◆ **Problem details**: Copy out the lines of the material below word for word, starting at the line that contains "Presence check: is the door panel" and ending at the line that contains "[0,0,640,624]", with both of those lines included.

◆ **Extracted information**:
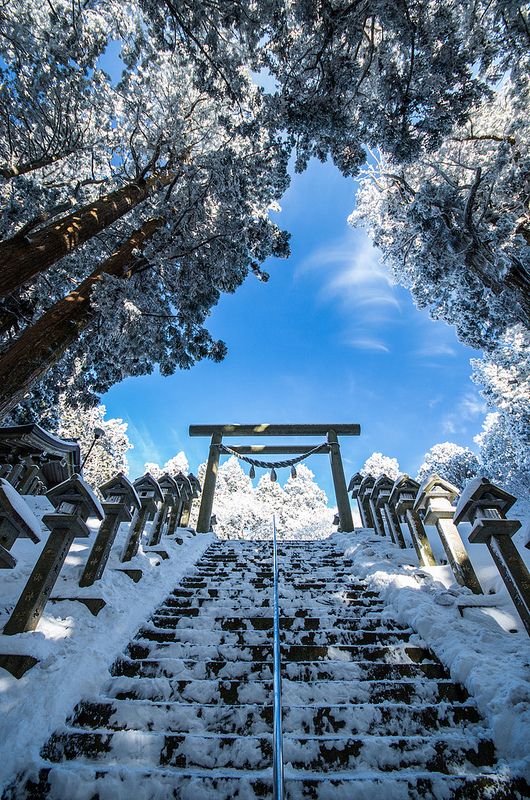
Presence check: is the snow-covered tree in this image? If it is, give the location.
[196,456,333,539]
[57,400,133,489]
[350,80,530,350]
[359,453,401,480]
[475,411,530,502]
[416,442,480,489]
[0,18,288,412]
[144,450,190,479]
[471,325,530,462]
[283,464,333,539]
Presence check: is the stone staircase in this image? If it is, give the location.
[4,540,528,800]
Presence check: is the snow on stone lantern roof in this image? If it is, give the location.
[133,472,164,503]
[414,473,460,511]
[453,477,517,525]
[0,478,42,544]
[174,472,196,499]
[188,472,202,497]
[359,475,375,497]
[98,472,141,508]
[388,472,420,505]
[348,472,363,497]
[46,475,105,520]
[158,472,178,494]
[370,474,394,506]
[0,423,81,488]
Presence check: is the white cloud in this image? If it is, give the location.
[345,338,390,353]
[297,231,400,313]
[414,342,456,358]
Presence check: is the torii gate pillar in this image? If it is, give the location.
[197,433,223,533]
[328,431,354,533]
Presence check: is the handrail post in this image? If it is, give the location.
[272,515,284,800]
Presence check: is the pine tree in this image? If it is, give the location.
[416,442,480,489]
[57,399,133,489]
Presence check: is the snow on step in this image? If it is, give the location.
[5,541,526,800]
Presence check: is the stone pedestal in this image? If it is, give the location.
[414,475,482,594]
[454,478,530,635]
[79,503,130,587]
[382,503,406,550]
[405,508,436,567]
[121,502,151,563]
[4,514,88,635]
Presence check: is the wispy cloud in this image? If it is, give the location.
[442,391,488,435]
[296,230,401,353]
[344,338,390,353]
[415,342,456,358]
[127,420,163,464]
[297,231,400,309]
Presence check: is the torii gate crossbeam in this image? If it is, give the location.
[189,423,361,533]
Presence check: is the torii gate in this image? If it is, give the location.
[189,422,361,533]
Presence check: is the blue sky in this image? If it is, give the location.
[103,161,485,501]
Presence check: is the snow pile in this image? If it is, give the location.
[332,529,530,780]
[0,497,213,785]
[0,478,42,538]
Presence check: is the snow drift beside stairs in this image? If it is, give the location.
[333,529,530,780]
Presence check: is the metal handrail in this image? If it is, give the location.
[272,515,284,800]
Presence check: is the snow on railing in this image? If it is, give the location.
[272,515,284,800]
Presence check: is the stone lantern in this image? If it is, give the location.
[413,475,482,594]
[79,472,140,587]
[454,478,530,634]
[371,475,405,548]
[0,478,41,569]
[175,472,201,528]
[357,475,379,533]
[149,475,179,547]
[121,472,164,562]
[4,475,104,634]
[388,473,436,567]
[348,472,364,528]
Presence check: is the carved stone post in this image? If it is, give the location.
[121,473,164,562]
[79,472,140,587]
[357,475,379,533]
[4,475,103,635]
[348,472,372,528]
[196,433,223,533]
[413,475,482,594]
[148,475,179,547]
[167,487,184,536]
[371,475,405,548]
[328,430,354,533]
[454,478,530,635]
[388,473,436,567]
[0,478,40,569]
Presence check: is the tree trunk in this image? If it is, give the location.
[0,218,164,419]
[0,172,175,297]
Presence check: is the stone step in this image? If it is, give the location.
[128,627,417,647]
[127,629,438,664]
[155,597,384,619]
[165,615,413,636]
[111,654,448,681]
[103,677,468,707]
[41,728,495,774]
[165,585,379,599]
[13,762,528,800]
[70,700,480,736]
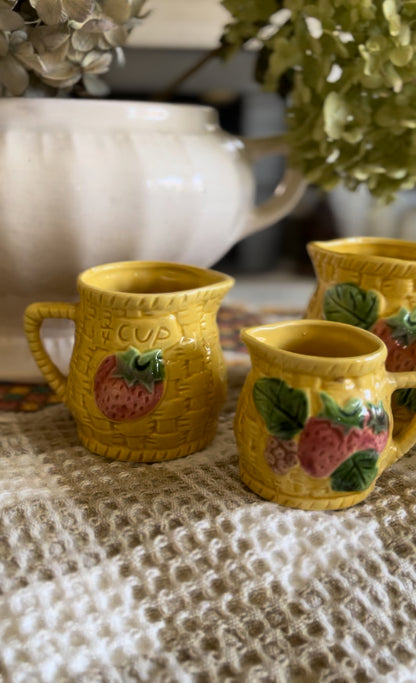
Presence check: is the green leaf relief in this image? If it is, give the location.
[394,389,416,413]
[113,346,165,393]
[367,401,389,434]
[323,282,379,330]
[317,391,368,431]
[253,377,308,439]
[386,306,416,346]
[331,449,378,491]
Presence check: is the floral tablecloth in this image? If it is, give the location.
[0,306,416,683]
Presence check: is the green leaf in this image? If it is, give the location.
[323,282,379,330]
[253,377,308,439]
[113,346,165,392]
[367,401,389,434]
[317,391,367,431]
[331,448,378,491]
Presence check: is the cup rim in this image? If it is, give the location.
[77,260,235,302]
[240,319,387,377]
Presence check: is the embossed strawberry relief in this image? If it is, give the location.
[253,377,389,492]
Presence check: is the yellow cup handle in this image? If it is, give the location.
[387,371,416,462]
[24,301,77,401]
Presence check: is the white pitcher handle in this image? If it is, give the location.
[242,136,307,237]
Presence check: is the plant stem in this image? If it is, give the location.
[153,47,222,102]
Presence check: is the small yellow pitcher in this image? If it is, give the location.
[25,261,234,462]
[234,320,416,510]
[306,237,416,433]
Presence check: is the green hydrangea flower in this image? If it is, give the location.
[222,0,416,202]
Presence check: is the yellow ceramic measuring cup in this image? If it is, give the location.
[25,261,234,461]
[234,320,416,510]
[306,237,416,434]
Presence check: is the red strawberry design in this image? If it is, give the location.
[298,417,350,477]
[94,346,165,422]
[371,308,416,372]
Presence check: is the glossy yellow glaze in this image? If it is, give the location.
[25,261,233,462]
[234,320,416,510]
[305,237,416,438]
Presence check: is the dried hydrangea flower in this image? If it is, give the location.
[223,0,416,201]
[0,0,145,95]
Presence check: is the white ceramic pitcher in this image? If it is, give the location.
[0,98,305,381]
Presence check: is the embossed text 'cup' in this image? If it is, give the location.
[234,320,416,510]
[25,261,234,462]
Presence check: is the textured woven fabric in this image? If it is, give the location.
[0,364,416,683]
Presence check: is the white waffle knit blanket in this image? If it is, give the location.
[0,369,416,683]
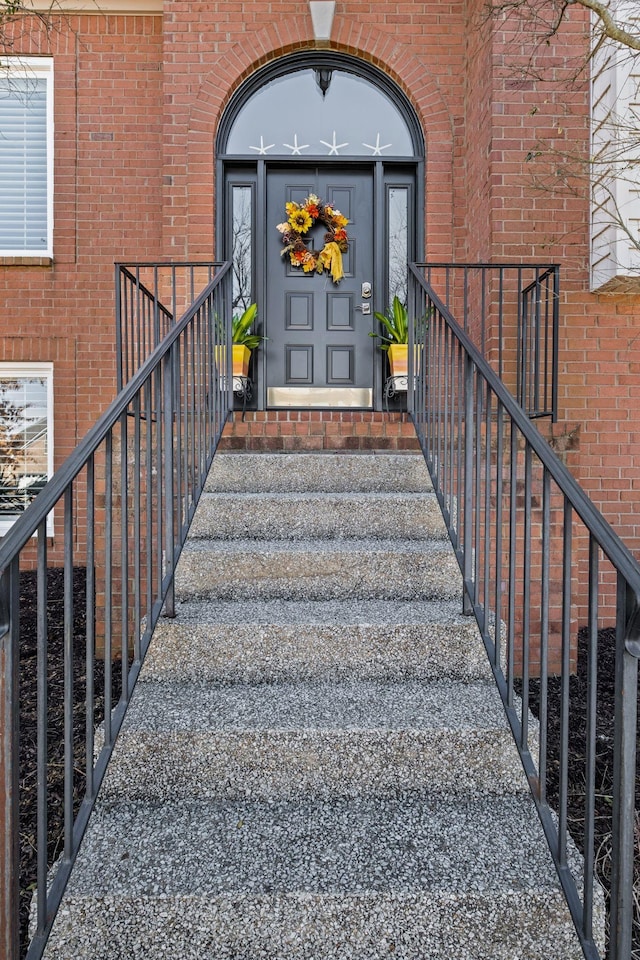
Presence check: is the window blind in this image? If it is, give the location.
[0,75,48,253]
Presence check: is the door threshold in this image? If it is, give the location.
[267,387,373,410]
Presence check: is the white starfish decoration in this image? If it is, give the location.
[320,130,349,156]
[282,133,309,156]
[249,136,275,154]
[362,133,391,157]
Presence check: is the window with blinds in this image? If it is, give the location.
[0,57,53,257]
[0,363,53,537]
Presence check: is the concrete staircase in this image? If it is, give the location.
[46,453,582,960]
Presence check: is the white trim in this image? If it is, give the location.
[0,361,54,537]
[0,55,54,258]
[590,0,640,293]
[309,0,336,40]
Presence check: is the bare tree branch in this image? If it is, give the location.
[567,0,640,50]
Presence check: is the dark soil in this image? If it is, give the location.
[15,569,640,960]
[20,568,114,949]
[529,628,640,960]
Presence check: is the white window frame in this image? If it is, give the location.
[0,56,54,257]
[0,362,54,537]
[591,0,640,293]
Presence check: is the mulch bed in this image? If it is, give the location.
[13,569,640,960]
[529,628,640,960]
[20,568,114,950]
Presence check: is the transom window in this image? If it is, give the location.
[224,67,415,158]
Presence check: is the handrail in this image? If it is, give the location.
[416,261,560,422]
[115,260,222,390]
[0,262,232,960]
[409,256,640,960]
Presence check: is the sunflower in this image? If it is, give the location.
[289,209,313,233]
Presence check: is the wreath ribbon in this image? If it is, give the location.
[277,193,349,283]
[316,240,344,283]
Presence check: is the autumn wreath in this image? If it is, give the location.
[278,193,349,283]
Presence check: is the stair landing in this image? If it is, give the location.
[219,410,420,452]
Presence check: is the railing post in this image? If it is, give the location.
[0,557,20,960]
[162,349,176,617]
[609,573,638,960]
[462,354,474,616]
[115,263,124,393]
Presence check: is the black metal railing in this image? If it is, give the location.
[409,265,640,960]
[0,264,231,960]
[115,262,223,390]
[416,263,560,421]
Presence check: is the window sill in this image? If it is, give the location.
[0,254,53,267]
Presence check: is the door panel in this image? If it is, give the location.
[265,165,375,407]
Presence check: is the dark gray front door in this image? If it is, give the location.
[265,165,375,408]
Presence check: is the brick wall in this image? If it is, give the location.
[0,0,640,624]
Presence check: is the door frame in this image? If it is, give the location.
[215,51,426,410]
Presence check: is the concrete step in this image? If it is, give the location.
[189,493,447,540]
[103,681,528,801]
[143,599,491,683]
[45,795,582,960]
[206,453,432,493]
[176,540,461,600]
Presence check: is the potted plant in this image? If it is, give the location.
[369,296,409,377]
[216,303,267,377]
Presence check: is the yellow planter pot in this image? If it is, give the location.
[215,343,251,377]
[233,343,251,377]
[387,343,420,377]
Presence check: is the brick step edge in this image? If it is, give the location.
[218,410,420,451]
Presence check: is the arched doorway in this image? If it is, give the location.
[217,51,424,409]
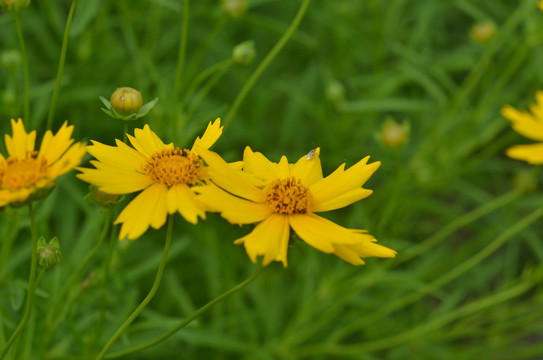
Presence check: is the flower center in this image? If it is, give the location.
[143,148,205,187]
[264,177,313,215]
[0,151,47,190]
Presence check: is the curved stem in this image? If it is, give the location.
[13,11,30,121]
[47,0,77,130]
[106,267,264,359]
[96,215,174,360]
[224,0,311,128]
[0,203,38,360]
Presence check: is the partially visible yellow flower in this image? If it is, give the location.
[501,91,543,164]
[0,119,85,207]
[197,147,396,267]
[77,119,222,240]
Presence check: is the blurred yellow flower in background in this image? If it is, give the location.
[501,91,543,164]
[0,119,86,207]
[196,147,396,267]
[77,119,223,240]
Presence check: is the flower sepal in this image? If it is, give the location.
[99,96,158,121]
[38,236,62,269]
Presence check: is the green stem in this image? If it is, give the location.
[224,0,311,128]
[331,207,543,341]
[13,11,30,121]
[0,203,38,360]
[96,215,174,360]
[173,0,190,103]
[106,267,264,359]
[47,0,77,130]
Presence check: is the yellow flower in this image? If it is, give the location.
[501,91,543,164]
[0,119,85,207]
[77,119,222,240]
[197,147,396,267]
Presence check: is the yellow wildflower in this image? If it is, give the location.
[0,119,85,207]
[77,119,222,240]
[197,147,396,267]
[501,91,543,164]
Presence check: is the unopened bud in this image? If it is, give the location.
[232,41,256,65]
[469,21,496,44]
[380,118,409,149]
[38,236,62,269]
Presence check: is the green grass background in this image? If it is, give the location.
[0,0,543,359]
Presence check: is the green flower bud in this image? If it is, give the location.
[221,0,249,18]
[100,87,158,120]
[469,21,496,44]
[0,0,30,12]
[38,236,62,269]
[232,41,256,65]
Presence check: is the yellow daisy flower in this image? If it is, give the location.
[197,147,396,267]
[77,119,222,240]
[0,119,85,207]
[501,91,543,164]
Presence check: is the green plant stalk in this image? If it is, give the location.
[105,267,264,359]
[96,215,174,360]
[47,0,77,130]
[173,0,190,100]
[224,0,311,128]
[44,209,113,348]
[0,203,38,360]
[296,262,542,357]
[181,58,234,108]
[331,204,543,342]
[13,11,30,121]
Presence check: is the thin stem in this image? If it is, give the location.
[47,0,77,130]
[13,11,30,121]
[332,208,543,341]
[96,215,174,360]
[106,267,264,359]
[173,0,190,103]
[224,0,311,128]
[0,203,38,360]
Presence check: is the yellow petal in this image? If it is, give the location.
[39,121,74,164]
[501,105,543,141]
[193,184,272,225]
[166,184,206,224]
[235,215,290,267]
[197,147,264,203]
[191,118,223,154]
[309,156,381,211]
[334,240,396,265]
[291,148,322,187]
[4,118,36,159]
[505,143,543,164]
[115,184,168,240]
[126,124,173,158]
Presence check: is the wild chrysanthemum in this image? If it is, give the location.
[77,119,222,240]
[0,119,85,207]
[197,147,396,267]
[502,91,543,164]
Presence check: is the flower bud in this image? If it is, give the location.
[0,0,30,12]
[379,118,409,149]
[109,87,143,114]
[232,41,256,65]
[38,236,62,269]
[221,0,249,18]
[469,21,496,44]
[326,80,345,104]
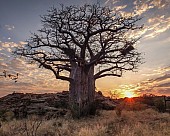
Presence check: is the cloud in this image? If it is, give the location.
[0,42,68,96]
[5,25,15,31]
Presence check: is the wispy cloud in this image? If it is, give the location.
[5,25,15,31]
[0,42,68,96]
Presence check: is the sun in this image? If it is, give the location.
[124,91,135,98]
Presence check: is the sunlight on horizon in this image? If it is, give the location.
[123,91,136,98]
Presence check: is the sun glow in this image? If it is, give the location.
[124,91,135,98]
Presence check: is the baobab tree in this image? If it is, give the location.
[15,4,141,117]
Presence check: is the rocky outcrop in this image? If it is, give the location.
[0,91,115,118]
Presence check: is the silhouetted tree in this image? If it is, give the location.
[0,70,19,83]
[15,4,141,117]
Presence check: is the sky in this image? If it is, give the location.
[0,0,170,97]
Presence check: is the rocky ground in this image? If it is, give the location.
[0,91,116,118]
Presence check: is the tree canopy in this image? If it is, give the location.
[15,4,142,82]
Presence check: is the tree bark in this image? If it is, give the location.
[69,64,96,118]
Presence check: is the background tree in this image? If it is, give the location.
[15,4,141,117]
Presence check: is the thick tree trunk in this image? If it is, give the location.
[69,64,96,118]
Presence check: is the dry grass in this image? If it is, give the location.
[0,109,170,136]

◆ **Result of this task**:
Presence check: is the door panel in this image? If it is, give the location.
[265,165,375,407]
Presence check: is the dark gray front door in this image? If it is, give the location.
[265,165,375,408]
Presence check: is the brick wall in this image? If it is, give the location.
[0,0,640,624]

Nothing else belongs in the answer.